** Opening The input block **

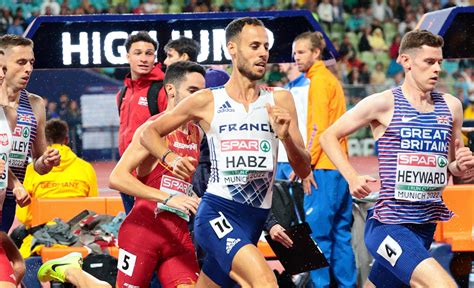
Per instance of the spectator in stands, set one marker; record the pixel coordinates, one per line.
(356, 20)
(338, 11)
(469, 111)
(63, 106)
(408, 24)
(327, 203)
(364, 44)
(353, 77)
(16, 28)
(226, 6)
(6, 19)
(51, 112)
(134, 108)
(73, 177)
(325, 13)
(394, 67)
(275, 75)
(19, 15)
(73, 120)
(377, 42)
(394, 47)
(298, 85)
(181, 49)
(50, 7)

** Closing The input block **

Instructions to follow :: Make an exact reproduction of the listing above, without any pictures.

Answer for this exercise ::
Per instance of the spectator in stands, set one marker; record the pixel coordinates, one per line.
(356, 20)
(338, 11)
(469, 111)
(63, 106)
(408, 24)
(327, 203)
(364, 44)
(353, 77)
(16, 28)
(226, 6)
(6, 19)
(51, 112)
(134, 108)
(73, 177)
(325, 13)
(394, 67)
(275, 75)
(19, 15)
(73, 120)
(377, 42)
(394, 47)
(298, 85)
(181, 49)
(50, 7)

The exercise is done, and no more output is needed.